--- Start of Given data ---

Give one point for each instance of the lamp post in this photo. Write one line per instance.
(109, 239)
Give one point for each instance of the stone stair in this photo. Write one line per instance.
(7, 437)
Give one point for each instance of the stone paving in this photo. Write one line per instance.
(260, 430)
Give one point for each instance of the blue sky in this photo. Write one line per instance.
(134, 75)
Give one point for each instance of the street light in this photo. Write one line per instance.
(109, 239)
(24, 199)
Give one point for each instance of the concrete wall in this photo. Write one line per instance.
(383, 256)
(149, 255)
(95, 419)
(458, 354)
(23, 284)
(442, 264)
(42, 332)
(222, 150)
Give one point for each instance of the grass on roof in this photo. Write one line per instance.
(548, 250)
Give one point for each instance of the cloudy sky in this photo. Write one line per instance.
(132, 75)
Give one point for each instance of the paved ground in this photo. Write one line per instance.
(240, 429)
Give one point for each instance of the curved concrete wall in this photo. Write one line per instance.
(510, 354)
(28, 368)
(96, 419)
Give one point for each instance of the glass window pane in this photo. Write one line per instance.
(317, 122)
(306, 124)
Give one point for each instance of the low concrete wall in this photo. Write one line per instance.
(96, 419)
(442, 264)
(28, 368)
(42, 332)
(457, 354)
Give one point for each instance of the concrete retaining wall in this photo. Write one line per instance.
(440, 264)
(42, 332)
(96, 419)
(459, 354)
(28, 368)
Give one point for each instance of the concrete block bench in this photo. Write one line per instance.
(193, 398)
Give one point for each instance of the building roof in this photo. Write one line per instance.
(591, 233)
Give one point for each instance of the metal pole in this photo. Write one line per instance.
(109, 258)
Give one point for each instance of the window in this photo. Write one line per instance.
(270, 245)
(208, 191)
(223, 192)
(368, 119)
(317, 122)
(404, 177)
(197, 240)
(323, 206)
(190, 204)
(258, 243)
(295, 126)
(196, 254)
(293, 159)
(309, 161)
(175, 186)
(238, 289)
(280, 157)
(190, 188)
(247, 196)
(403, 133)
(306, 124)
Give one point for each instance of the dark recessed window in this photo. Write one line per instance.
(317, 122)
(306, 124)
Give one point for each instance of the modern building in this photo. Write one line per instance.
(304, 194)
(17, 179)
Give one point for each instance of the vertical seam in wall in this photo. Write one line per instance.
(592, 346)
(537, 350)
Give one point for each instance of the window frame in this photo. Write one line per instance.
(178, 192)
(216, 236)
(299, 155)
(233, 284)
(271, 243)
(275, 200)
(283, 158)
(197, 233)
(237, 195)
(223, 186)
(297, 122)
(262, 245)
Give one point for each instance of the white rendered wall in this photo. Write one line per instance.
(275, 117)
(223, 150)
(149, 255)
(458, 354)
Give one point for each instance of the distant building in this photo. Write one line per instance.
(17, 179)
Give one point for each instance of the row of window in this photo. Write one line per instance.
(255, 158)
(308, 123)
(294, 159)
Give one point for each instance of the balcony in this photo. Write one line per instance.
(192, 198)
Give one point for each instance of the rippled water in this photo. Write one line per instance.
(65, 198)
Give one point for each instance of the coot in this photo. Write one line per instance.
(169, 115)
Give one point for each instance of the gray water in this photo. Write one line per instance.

--- End of Given data ---

Problem requirements: Give the lines from the one containing "Give one point for each instance of the building" through the end of the entries again, exactly as written and with no other lines.

Exercise solution:
Give one point for each instance of the building roof in this photo. Write one line per instance.
(591, 233)
Give one point for each instance of the metal pole in this photo. Write one line per instance.
(109, 258)
Give one point for each instance of the window in this photo. Write one line per instance.
(270, 245)
(208, 191)
(223, 192)
(368, 119)
(317, 122)
(404, 177)
(197, 240)
(323, 206)
(190, 204)
(258, 243)
(295, 126)
(196, 254)
(293, 159)
(309, 161)
(175, 186)
(238, 289)
(280, 157)
(190, 188)
(247, 196)
(403, 133)
(306, 124)
Give one point for each instance of the dark recessed window in this photo. Write one line per instance.
(317, 122)
(306, 124)
Give one point for each instance of the modern building in this photo. Write one line per instance.
(304, 194)
(17, 179)
Give one point for each instance of the vertical seam in wall in this photo. Write one line per instance.
(592, 346)
(537, 350)
Give one point for each instance of the window frame in this photo. Write one line per instance.
(178, 192)
(216, 236)
(299, 155)
(233, 284)
(271, 243)
(275, 200)
(283, 158)
(197, 233)
(237, 195)
(223, 186)
(297, 122)
(262, 245)
Give one point for each instance of the white rendered wall in this photo. Write one line per instance.
(275, 117)
(223, 150)
(149, 255)
(458, 354)
Give one point for each instance of the distant building in this photo. Write one line per instance.
(17, 179)
Give one point for each instance of the row of window in this photo. Write one line per instance.
(255, 158)
(308, 123)
(294, 159)
Give one point for each instance of the balcony in this photo. Write one line per instance.
(192, 198)
Give one point for each instance of the rippled water in this photo. Write one line per instance.
(65, 198)
Give one point for each instance of the coot in this photo. Write one line per instance.
(169, 115)
Give one point for each instance of the gray water in this photo. Write one line per instance.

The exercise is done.